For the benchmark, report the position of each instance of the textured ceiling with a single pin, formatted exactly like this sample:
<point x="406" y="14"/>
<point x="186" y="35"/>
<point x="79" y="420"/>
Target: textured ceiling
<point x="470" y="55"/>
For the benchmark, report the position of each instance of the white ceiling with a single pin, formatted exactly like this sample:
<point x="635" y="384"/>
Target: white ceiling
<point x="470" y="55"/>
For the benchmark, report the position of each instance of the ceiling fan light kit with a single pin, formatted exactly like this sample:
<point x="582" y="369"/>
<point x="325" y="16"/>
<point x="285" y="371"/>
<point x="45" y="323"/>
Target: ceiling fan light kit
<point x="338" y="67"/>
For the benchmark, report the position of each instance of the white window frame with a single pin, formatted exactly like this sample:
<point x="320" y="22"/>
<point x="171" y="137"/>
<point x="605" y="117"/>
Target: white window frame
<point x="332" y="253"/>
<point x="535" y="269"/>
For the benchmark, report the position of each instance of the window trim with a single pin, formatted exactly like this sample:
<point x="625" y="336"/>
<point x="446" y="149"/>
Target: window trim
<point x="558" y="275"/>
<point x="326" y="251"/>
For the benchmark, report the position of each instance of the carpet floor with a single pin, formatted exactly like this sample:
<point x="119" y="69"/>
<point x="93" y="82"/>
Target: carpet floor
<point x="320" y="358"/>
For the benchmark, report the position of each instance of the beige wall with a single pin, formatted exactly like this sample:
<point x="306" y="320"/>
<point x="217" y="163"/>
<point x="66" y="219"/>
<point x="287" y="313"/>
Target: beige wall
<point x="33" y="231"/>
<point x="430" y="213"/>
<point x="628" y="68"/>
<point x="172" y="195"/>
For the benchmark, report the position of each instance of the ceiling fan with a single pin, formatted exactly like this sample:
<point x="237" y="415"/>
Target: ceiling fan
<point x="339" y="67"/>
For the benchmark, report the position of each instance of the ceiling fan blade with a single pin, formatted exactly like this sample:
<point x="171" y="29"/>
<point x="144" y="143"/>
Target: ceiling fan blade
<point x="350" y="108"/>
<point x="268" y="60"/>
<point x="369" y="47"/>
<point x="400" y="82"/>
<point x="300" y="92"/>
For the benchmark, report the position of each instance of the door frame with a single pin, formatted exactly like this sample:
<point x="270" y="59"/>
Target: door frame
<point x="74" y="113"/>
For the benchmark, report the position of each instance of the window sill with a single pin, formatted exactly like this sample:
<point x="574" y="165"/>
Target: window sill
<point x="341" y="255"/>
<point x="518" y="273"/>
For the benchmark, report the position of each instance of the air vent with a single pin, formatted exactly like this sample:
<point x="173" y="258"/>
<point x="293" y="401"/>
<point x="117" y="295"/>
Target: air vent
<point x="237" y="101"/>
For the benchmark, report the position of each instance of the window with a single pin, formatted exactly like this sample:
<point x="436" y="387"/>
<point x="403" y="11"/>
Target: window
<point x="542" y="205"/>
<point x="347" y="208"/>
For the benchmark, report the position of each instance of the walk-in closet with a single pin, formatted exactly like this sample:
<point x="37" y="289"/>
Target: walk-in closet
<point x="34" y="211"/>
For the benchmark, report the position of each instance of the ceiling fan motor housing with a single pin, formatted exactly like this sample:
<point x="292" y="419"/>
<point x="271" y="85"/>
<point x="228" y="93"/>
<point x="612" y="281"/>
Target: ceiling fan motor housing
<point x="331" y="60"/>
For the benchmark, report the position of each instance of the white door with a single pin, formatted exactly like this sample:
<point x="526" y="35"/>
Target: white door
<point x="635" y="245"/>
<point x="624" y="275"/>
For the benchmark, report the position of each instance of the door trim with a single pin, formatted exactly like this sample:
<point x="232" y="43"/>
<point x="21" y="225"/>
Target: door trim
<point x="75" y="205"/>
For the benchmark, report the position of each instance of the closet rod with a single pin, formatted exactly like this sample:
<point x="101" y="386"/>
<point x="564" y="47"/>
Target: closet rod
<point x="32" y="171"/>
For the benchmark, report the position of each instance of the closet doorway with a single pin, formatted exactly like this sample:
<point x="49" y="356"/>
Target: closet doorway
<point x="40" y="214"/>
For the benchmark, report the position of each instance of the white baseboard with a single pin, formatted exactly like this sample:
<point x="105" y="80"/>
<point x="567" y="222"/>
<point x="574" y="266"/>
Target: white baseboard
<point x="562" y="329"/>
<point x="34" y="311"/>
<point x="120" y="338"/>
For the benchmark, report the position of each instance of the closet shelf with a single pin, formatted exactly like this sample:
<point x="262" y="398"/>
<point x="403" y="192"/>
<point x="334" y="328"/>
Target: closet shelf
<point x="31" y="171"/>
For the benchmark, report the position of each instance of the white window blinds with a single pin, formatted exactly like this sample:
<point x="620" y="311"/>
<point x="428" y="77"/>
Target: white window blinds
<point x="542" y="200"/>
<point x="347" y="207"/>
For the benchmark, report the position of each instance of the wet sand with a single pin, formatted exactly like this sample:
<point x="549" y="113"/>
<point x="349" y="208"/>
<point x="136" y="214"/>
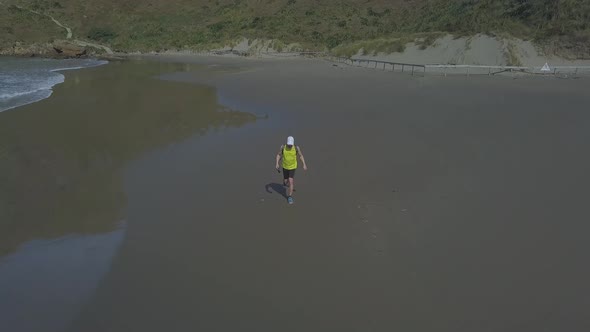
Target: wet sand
<point x="447" y="204"/>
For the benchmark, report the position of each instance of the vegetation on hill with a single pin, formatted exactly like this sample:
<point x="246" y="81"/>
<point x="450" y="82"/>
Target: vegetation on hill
<point x="314" y="24"/>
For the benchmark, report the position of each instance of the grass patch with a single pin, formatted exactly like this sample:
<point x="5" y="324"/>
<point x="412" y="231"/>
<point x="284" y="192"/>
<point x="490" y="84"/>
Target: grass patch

──────────────────────────────

Exercise details | Repeat each entry exactly. Pictures do not belong in the copy.

Expected output |
For the benchmark, report the position of each instance of the textured ceiling with a single pin, formatted exactly like this sample:
<point x="406" y="14"/>
<point x="186" y="35"/>
<point x="79" y="420"/>
Target: textured ceiling
<point x="470" y="55"/>
For the benchmark, report the position of each instance of the white ceiling with a single pin, formatted exactly like this sample:
<point x="635" y="384"/>
Target: white ceiling
<point x="470" y="55"/>
For the benchmark, report the position of each instance of the ceiling fan light kit with a single pin, formatted exactly like this sample:
<point x="582" y="369"/>
<point x="325" y="16"/>
<point x="285" y="371"/>
<point x="45" y="323"/>
Target: ceiling fan light kit
<point x="338" y="67"/>
For the benchmark, report the position of each instance of the white window frame with a single pin, formatted exactly like this sample:
<point x="320" y="22"/>
<point x="171" y="137"/>
<point x="605" y="117"/>
Target: white window frame
<point x="332" y="253"/>
<point x="535" y="269"/>
For the benchmark, report the position of each instance of the window trim with a single pin, formatted exactly like this sample:
<point x="625" y="336"/>
<point x="446" y="149"/>
Target: window trim
<point x="558" y="275"/>
<point x="326" y="251"/>
For the benchmark, report the position of each instance of the carpet floor with a single pin, formatted exactly like this sample:
<point x="119" y="69"/>
<point x="93" y="82"/>
Target: carpet floor
<point x="320" y="358"/>
For the benchmark, report the position of each instance of the beige wall with a single pin, formatted exactly like this sample:
<point x="306" y="320"/>
<point x="217" y="163"/>
<point x="66" y="219"/>
<point x="287" y="313"/>
Target: beige wall
<point x="33" y="231"/>
<point x="430" y="213"/>
<point x="628" y="68"/>
<point x="172" y="195"/>
For the benchmark, report the position of each instance of the ceiling fan with a single pin, formatted exactly like this sample:
<point x="237" y="415"/>
Target: ceiling fan
<point x="339" y="67"/>
For the benchmark, report the position of each instance of the ceiling fan blade with a single pin, formatted exactly like this sample:
<point x="171" y="29"/>
<point x="144" y="143"/>
Target: ceiling fan blade
<point x="350" y="108"/>
<point x="268" y="60"/>
<point x="369" y="47"/>
<point x="400" y="82"/>
<point x="300" y="92"/>
For the benchmark, report the position of each instance of the door frame with a single pin, formatted exactly like this sample:
<point x="270" y="59"/>
Target: door frame
<point x="74" y="113"/>
For the benchmark, report the position of each instance of the window sill with a single pin, formatted exactly like this sample:
<point x="574" y="165"/>
Target: window sill
<point x="341" y="255"/>
<point x="518" y="273"/>
For the benchmark, report the position of each instance of the air vent with a single pin, formatted exactly like this sample:
<point x="173" y="258"/>
<point x="293" y="401"/>
<point x="117" y="295"/>
Target: air vent
<point x="237" y="101"/>
For the benchmark, report the position of each instance of the window with a single pin, formatted exactly like this sample:
<point x="436" y="387"/>
<point x="403" y="11"/>
Target: window
<point x="542" y="205"/>
<point x="347" y="208"/>
For the benchmark, report the position of each instance of the walk-in closet with a single pin, formatted exactly like this sample:
<point x="37" y="289"/>
Target: walk-in closet
<point x="34" y="211"/>
For the benchmark, report the position of each instance of the ceiling fan motor housing with a single pin, formatted exactly like this sample:
<point x="292" y="419"/>
<point x="271" y="85"/>
<point x="228" y="93"/>
<point x="612" y="281"/>
Target: ceiling fan motor housing
<point x="331" y="60"/>
For the benchmark, report the position of each instance of the white door with a single pin, formatted exactly like this sample:
<point x="526" y="35"/>
Target: white door
<point x="635" y="245"/>
<point x="624" y="275"/>
For the benchmark, report the position of each instance of the door trim with a single pin, formatted exactly like this sample:
<point x="232" y="43"/>
<point x="21" y="225"/>
Target: door trim
<point x="75" y="205"/>
For the benchmark, report the position of each instance of the closet rod with a single pin, formatted exactly like this sample:
<point x="101" y="386"/>
<point x="564" y="47"/>
Target: closet rod
<point x="32" y="171"/>
For the benchmark, report the position of each instance of the closet doorway with a single pin, formatted exactly like this sample:
<point x="49" y="356"/>
Target: closet doorway
<point x="40" y="214"/>
For the benchmark, report the position of each instance of the white baseboard with a single pin, formatted exactly like this sample:
<point x="105" y="80"/>
<point x="567" y="222"/>
<point x="574" y="266"/>
Target: white baseboard
<point x="562" y="329"/>
<point x="34" y="311"/>
<point x="120" y="338"/>
For the benchmark, report the position of each instance of the closet shelf with a single pin, formatted exactly like this sample:
<point x="262" y="398"/>
<point x="403" y="192"/>
<point x="334" y="328"/>
Target: closet shelf
<point x="31" y="171"/>
For the benchmark, report the position of each instance of the white window blinds with a single pin, formatted exactly like this sample:
<point x="620" y="311"/>
<point x="428" y="77"/>
Target: white window blinds
<point x="542" y="200"/>
<point x="347" y="207"/>
For the benchmark, report the position of each instance of the wet sand with a single pin, formatted exactly like this sample:
<point x="549" y="113"/>
<point x="349" y="208"/>
<point x="136" y="214"/>
Target: wet sand
<point x="447" y="204"/>
For the benchmark, report the position of each instance of the vegetation on hill with a single pin, formatted exactly like this sample:
<point x="246" y="81"/>
<point x="450" y="82"/>
Target: vegetation on hill
<point x="314" y="24"/>
For the benchmark, report the position of each instance of the grass patch with a single pin, formatted exactly like this sample:
<point x="5" y="324"/>
<point x="412" y="231"/>
<point x="284" y="192"/>
<point x="490" y="84"/>
Target: grass patch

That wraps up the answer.